━━━━━ Texte choisi
Vers 1960, les timbres étaient également un moyen de lutte pour le suffrage féminin.
Musée national suisse

Enfin!

La Suisse a tardé à instaurer le suffrage féminin. Ce n’est qu’en 1991 que les dernières Suissesses obtinrent le droit de voter.

Benedikt Meyer

Benedikt Meyer

Benedikt Meyer est historien et écrivain.

Enfin! Enfin, enfin, enfin, enfin, enfin, enfin... Enfin! Voilà probablement ce que pensaient certaines Appenzelloises lorsqu’elles participèrent pour la première fois à la landsgemeinde, le 28 avril 1991. Le dernier village gaulois avait été conquis: elles pouvaient enfin voter; le droit de vote avait été accordé à toutes les femmes à l’échelle nationale. C’était le résultat d’un long combat.

Dès le XIXe siècle, les associations féministes avaient revendiqué le droit de vote et les manifestantes en avait fait de même lors de la grève générale en 1918. En 1929, les femmes déposèrent une pétition portant 250 000 signatures. Celle-ci prit la poussière dans les tiroirs du Conseil fédéral. Et après la Seconde Guerre mondiale, cette demande connut le même échec à plusieurs reprises aux urnes cantonales.
━━━━━━━━━━
━━━━━ Extraits de données
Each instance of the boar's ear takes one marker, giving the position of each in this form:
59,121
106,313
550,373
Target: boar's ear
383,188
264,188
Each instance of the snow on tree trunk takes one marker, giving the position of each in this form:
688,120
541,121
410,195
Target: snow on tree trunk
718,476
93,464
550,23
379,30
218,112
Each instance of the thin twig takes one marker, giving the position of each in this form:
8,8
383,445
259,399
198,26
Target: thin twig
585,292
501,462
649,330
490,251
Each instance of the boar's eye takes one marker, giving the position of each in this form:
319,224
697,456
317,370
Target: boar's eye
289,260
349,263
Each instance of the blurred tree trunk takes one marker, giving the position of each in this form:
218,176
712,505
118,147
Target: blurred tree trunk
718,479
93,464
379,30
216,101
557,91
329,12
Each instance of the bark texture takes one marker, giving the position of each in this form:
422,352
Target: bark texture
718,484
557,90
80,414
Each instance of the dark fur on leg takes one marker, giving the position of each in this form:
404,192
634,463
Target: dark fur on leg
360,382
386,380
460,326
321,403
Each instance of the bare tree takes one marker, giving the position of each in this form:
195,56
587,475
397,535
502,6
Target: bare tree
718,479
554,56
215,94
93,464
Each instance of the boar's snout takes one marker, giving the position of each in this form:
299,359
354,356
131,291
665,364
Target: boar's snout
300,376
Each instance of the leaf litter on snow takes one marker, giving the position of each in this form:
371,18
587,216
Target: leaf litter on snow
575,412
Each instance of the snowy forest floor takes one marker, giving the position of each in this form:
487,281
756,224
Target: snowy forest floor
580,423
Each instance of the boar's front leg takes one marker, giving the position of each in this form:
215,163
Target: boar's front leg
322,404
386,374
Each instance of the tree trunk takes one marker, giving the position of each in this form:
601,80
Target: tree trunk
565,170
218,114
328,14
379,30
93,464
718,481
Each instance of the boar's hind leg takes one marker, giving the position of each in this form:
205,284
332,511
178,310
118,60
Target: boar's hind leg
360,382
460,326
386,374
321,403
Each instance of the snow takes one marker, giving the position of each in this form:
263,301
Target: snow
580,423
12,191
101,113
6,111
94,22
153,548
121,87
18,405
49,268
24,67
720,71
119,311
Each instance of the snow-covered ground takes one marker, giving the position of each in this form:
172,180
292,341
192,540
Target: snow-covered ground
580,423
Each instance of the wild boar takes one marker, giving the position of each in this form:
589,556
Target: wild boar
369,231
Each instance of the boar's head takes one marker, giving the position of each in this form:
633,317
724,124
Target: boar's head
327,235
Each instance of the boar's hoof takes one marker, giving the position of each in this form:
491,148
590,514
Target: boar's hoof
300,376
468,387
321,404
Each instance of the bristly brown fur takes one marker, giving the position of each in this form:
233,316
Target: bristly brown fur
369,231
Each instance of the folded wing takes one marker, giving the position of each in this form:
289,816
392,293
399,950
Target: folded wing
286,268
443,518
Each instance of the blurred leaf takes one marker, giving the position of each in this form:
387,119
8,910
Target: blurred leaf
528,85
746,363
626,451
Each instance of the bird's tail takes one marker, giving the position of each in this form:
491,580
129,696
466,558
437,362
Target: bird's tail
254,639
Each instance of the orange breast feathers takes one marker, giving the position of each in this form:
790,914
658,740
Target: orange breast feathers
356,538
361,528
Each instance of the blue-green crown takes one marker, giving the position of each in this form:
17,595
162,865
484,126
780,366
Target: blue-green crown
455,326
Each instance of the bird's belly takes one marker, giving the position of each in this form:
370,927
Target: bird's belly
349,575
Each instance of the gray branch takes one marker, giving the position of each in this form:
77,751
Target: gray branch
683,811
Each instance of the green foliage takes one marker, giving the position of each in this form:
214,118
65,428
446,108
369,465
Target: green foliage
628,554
━━━━━━━━━━
━━━━━ Extraits de données
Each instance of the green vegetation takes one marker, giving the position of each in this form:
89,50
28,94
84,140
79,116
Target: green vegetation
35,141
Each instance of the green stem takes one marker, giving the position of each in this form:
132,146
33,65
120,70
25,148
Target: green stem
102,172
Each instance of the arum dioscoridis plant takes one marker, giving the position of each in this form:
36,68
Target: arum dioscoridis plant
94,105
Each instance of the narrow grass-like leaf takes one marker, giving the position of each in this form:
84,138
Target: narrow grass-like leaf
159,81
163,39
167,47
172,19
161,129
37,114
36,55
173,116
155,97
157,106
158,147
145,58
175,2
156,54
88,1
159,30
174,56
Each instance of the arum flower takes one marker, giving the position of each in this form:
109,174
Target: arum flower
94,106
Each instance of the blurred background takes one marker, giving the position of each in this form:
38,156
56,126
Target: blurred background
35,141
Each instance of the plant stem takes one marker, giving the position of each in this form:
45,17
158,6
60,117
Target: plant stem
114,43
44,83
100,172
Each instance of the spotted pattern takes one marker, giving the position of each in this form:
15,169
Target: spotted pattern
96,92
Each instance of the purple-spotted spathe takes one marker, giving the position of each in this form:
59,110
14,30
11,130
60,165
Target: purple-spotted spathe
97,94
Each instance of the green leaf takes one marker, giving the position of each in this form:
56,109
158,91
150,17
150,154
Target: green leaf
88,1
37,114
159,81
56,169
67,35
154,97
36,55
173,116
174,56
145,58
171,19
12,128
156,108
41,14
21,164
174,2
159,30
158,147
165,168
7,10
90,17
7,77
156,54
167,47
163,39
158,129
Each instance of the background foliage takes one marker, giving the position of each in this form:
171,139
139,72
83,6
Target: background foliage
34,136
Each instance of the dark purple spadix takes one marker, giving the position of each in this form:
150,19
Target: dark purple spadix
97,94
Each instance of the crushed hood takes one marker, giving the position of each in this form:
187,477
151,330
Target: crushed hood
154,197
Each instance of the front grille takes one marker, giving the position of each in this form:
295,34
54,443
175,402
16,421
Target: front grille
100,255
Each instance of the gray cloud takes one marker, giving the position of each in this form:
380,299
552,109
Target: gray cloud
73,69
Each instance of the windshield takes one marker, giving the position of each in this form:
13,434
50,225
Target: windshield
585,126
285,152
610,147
━━━━━━━━━━
━━━━━ Extraits de données
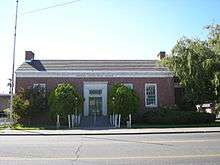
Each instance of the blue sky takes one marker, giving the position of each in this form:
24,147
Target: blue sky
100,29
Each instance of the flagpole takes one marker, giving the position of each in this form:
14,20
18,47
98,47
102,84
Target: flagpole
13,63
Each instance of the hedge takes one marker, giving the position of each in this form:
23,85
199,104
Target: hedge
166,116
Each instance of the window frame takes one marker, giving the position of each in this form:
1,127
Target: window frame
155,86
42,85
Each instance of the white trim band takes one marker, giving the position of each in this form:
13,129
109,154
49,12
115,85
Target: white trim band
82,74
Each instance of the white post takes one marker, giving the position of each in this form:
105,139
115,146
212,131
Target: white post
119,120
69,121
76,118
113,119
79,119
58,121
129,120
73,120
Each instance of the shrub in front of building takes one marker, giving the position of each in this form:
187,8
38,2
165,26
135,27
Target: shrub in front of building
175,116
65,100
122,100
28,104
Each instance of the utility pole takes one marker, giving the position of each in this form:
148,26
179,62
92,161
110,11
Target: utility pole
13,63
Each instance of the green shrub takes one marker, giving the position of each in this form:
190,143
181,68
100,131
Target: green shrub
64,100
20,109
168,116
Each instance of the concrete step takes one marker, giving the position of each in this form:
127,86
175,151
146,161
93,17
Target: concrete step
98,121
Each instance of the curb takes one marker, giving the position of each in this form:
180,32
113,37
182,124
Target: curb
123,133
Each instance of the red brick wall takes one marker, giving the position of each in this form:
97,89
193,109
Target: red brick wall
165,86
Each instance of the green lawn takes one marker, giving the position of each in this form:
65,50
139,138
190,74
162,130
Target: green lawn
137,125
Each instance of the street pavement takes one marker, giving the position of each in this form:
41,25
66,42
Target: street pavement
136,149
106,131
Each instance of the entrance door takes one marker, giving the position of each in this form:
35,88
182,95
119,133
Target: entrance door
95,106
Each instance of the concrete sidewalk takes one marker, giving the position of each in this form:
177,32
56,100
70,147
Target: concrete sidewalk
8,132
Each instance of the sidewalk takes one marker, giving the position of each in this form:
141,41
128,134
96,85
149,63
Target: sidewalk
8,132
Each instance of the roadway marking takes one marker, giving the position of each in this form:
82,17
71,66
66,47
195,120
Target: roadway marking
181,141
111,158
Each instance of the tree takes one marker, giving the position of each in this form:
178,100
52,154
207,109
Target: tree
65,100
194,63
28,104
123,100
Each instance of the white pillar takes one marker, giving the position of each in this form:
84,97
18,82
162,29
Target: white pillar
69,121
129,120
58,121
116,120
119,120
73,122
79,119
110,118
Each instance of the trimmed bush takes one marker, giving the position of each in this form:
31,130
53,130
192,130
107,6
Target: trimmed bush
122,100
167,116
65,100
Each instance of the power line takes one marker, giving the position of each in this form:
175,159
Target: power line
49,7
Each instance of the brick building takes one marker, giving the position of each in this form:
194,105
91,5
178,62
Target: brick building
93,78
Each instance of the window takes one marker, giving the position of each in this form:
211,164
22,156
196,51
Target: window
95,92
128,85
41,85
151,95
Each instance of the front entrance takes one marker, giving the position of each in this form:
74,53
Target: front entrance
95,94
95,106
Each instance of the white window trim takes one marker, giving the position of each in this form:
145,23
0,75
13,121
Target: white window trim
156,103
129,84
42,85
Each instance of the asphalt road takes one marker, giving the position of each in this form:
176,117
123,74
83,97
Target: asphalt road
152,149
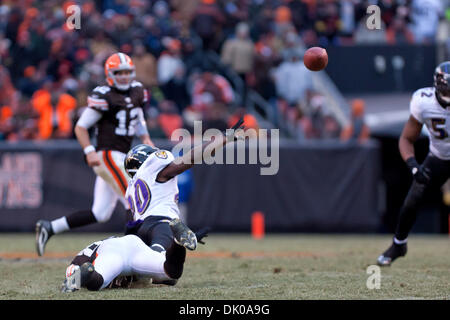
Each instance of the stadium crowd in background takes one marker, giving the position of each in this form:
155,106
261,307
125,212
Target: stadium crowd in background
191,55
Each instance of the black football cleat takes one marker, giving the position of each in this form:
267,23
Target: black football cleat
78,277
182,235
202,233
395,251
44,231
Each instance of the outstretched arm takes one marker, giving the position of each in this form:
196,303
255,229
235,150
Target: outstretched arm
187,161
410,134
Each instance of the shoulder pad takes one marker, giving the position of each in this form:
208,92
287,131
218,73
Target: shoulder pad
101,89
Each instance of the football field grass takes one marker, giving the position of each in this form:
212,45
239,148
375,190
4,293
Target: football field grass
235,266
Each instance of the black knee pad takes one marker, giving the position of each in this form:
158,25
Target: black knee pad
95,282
━━━━━━━━━━
Relevez toutes les années écrites en chiffres dans le texte sur le suffrage féminin en Suisse. Ne notez qu'une fois chaque année qui revient.

- Résultat attendu:
1960, 1991, 1918, 1929